» Records from a point annotation dataset:
↓↓↓
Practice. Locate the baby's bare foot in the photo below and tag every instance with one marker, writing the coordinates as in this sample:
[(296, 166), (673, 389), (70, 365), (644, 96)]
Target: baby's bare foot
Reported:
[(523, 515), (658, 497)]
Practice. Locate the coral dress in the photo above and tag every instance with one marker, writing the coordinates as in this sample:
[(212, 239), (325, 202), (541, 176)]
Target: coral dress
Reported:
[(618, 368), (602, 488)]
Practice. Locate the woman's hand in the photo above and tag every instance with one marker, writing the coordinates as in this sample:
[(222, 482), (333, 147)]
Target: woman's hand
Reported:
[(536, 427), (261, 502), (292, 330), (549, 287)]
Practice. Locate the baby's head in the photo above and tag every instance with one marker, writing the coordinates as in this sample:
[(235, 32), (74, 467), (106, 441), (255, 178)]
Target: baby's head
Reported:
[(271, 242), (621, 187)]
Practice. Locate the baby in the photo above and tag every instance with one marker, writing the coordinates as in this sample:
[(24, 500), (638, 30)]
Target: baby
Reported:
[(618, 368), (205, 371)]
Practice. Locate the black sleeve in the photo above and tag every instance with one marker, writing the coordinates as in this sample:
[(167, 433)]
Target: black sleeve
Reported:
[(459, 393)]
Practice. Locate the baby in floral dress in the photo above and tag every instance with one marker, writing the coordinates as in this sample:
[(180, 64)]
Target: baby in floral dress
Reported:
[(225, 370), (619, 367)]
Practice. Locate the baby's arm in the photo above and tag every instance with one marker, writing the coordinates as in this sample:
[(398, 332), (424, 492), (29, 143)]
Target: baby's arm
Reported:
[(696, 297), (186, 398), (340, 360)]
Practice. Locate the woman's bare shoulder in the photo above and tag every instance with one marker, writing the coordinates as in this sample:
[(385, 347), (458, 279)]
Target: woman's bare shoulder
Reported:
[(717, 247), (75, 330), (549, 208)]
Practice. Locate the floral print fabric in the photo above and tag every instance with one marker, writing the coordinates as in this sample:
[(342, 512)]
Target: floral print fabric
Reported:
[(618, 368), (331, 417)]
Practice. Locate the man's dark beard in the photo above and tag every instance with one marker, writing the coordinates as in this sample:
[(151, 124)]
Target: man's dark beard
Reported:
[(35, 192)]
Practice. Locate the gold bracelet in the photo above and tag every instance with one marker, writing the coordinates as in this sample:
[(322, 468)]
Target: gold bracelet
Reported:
↑↑↑
» Stated exercise:
Put every line of the records above into a JSON list of strings, one string per line. Leave out blank lines.

» Full solution:
[
  "Practice. Locate the baby's bare foot in the photo below and tag every instance with one marker, writing the coordinates as in this sample:",
  "[(296, 166), (673, 389), (70, 365), (644, 96)]",
  "Target: baby's bare foot",
  "Reported:",
  "[(523, 515), (658, 497)]",
  "Practice. Locate the coral dress in the photo above and tag every instance with one marker, writing the coordinates as in this sample:",
  "[(212, 239), (325, 202), (541, 176)]",
  "Target: coral dress",
  "Reported:",
  "[(618, 368), (602, 488)]",
  "Practice. Locate the woman's hand in the photo above and tag every instance with one marker, writing the coordinates as in this sample:",
  "[(222, 482), (333, 147)]",
  "Target: woman's hand",
  "Reported:",
  "[(536, 427), (261, 502), (292, 330), (549, 287)]",
  "Practice. Locate the baby's head in the photo above and tag every instance with one marker, writing the coordinates as in this sample:",
  "[(235, 32), (74, 467), (106, 441), (255, 178)]",
  "Target: baby's head",
  "Reported:",
  "[(271, 242), (621, 187)]",
  "Practice. Locate the baby in the photo above and tag every instance with one marker, writing the coordinates as in this sample:",
  "[(24, 500), (638, 30)]",
  "Target: baby",
  "Reported:",
  "[(618, 368), (205, 371)]",
  "Practice. Locate the black sleeve in the photo above and tag every instance with one marker, writing the coordinates as in this sample:",
  "[(167, 433)]",
  "Target: black sleeve",
  "Reported:",
  "[(459, 393)]",
  "Practice. Locate the baby in floral dress in the photo above and tag every instance with one marker, writing the coordinates as in this sample:",
  "[(180, 64)]",
  "Target: baby in floral dress",
  "Reported:",
  "[(225, 370), (619, 367)]",
  "Practice. Locate the baby's arm in the photo above and tag every instance with one marker, writing the coordinates as in this sample:",
  "[(398, 332), (424, 492), (29, 143)]",
  "Target: baby's arm",
  "Reported:",
  "[(696, 297), (186, 398), (340, 360)]",
  "Practice. Locate the woman's bare shoulder in the photo above and tag every instance with one marker, writing the coordinates as in this sample:",
  "[(385, 347), (458, 279)]",
  "Target: woman's bare shoulder",
  "Reported:",
  "[(717, 247), (75, 330), (549, 208)]",
  "Practice. Locate the floral print fabric in the photo above and tag every instance with one marker, writing the coordinates as in this sample:",
  "[(342, 512)]",
  "Target: floral print fabric",
  "Reported:",
  "[(618, 368), (331, 417)]",
  "Practice. Locate the man's dark beard in the photo above and tag every instance with one marker, writing the coordinates as in this sample:",
  "[(151, 124)]",
  "Target: man's dark beard",
  "Reported:",
  "[(35, 192)]",
  "Practice. Locate the gold bracelet in the photo above and tag every instance with one marker, writing the coordinates as in this sample:",
  "[(322, 468)]",
  "Target: gold bracelet",
  "Reported:"
]